_Exercise description:_
Recast the stretch of records from the start through the line containing "[[200, 169, 219, 223]]" as a two-column CSV with the headers "text" and "answer". Each row should pair one piece of wording with its answer, each value in a single quoted field with line breaks turned into spaces, and the pictures left out.

_Listed entries:_
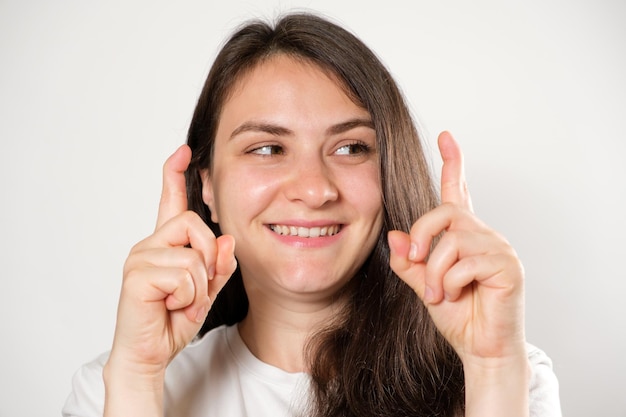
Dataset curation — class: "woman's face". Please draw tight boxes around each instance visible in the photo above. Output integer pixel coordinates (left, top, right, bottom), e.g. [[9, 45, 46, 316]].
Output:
[[203, 55, 382, 297]]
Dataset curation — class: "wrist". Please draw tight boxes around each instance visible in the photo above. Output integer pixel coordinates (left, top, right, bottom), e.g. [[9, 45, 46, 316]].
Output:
[[463, 354, 531, 417], [102, 356, 165, 416]]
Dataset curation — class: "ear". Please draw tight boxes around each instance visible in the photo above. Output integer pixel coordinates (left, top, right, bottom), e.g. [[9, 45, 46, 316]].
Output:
[[200, 169, 219, 223]]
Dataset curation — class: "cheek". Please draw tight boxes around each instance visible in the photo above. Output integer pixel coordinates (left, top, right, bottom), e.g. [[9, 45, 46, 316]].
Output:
[[214, 169, 276, 224]]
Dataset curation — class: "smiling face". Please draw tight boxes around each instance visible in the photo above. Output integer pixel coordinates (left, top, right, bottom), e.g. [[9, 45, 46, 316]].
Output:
[[203, 55, 382, 298]]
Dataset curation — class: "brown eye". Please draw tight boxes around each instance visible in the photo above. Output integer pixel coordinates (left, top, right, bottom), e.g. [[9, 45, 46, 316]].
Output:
[[335, 142, 370, 155], [249, 145, 284, 156]]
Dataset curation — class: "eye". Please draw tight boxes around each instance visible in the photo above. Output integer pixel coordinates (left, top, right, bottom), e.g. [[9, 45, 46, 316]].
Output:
[[248, 145, 285, 156], [335, 141, 371, 155]]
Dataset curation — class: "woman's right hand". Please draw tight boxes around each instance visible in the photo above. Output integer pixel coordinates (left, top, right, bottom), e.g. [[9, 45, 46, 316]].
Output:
[[104, 145, 237, 411]]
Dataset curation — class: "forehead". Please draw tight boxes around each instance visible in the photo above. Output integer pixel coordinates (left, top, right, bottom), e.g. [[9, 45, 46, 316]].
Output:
[[222, 53, 364, 114]]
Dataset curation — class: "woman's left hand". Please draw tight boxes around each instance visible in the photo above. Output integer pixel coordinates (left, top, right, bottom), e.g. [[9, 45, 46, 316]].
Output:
[[388, 132, 525, 364]]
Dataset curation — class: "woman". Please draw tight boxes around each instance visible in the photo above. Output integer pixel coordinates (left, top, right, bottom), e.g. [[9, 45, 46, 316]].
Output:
[[64, 14, 560, 416]]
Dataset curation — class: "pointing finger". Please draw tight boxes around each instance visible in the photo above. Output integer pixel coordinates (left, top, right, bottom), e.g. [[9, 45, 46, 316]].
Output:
[[156, 145, 191, 229], [438, 132, 472, 211]]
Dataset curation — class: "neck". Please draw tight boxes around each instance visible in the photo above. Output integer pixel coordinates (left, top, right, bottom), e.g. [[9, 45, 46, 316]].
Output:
[[239, 282, 343, 372]]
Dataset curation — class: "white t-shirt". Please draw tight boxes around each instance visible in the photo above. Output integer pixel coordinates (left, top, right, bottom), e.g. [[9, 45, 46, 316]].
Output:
[[63, 326, 561, 417]]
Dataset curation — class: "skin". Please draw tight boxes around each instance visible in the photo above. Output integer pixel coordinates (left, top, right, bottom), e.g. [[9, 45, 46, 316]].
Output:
[[104, 57, 528, 416]]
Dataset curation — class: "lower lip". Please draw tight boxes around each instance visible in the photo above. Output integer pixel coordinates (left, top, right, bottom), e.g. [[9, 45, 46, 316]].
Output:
[[267, 227, 344, 249]]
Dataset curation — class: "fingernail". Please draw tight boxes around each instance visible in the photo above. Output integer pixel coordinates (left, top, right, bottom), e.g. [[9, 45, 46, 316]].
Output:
[[196, 307, 208, 323], [409, 242, 417, 261]]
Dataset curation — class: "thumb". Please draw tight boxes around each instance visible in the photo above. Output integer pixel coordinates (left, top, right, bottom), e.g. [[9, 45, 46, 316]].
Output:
[[387, 230, 426, 300]]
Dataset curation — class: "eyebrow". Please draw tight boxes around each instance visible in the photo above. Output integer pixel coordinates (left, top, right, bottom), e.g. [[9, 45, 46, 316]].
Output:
[[230, 118, 374, 139]]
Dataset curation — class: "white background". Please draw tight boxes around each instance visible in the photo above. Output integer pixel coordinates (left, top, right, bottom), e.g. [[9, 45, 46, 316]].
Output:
[[0, 0, 626, 417]]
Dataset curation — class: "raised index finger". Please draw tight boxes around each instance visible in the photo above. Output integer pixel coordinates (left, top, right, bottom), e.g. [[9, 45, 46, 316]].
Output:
[[438, 131, 472, 211], [156, 145, 191, 229]]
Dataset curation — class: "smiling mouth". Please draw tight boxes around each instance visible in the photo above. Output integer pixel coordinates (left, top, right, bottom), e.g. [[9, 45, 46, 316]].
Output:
[[269, 224, 341, 238]]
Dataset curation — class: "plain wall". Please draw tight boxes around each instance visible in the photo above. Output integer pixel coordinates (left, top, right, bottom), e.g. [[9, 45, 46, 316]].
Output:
[[0, 0, 626, 417]]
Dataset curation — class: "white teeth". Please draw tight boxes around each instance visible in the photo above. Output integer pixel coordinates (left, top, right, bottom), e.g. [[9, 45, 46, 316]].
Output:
[[270, 224, 341, 237]]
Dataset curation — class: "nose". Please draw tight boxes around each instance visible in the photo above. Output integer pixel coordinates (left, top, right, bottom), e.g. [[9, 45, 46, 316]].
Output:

_Answer to this problem:_
text,answer
"Dataset curation — class: ""woman's face"". Please draw tight boxes around each instance visible in the photo above. Output integer pixel coordinates (left, top, right, bottom), e.g. [[9, 45, 46, 316]]. Output:","[[203, 55, 382, 297]]"
"Dataset curation — class: ""wrist"". Please draw tight boxes around each instance visible in the photo above. Output integer pixel coordinates (left, top, right, bottom), e.g. [[9, 45, 46, 316]]. Output:","[[463, 354, 531, 417], [102, 356, 165, 416]]"
"Dataset curation — class: ""ear"". Please draw tight boxes around each instance visible in the photo above. Output integer pixel coordinates (left, top, right, bottom), e.g. [[9, 45, 46, 316]]. Output:","[[200, 169, 219, 223]]"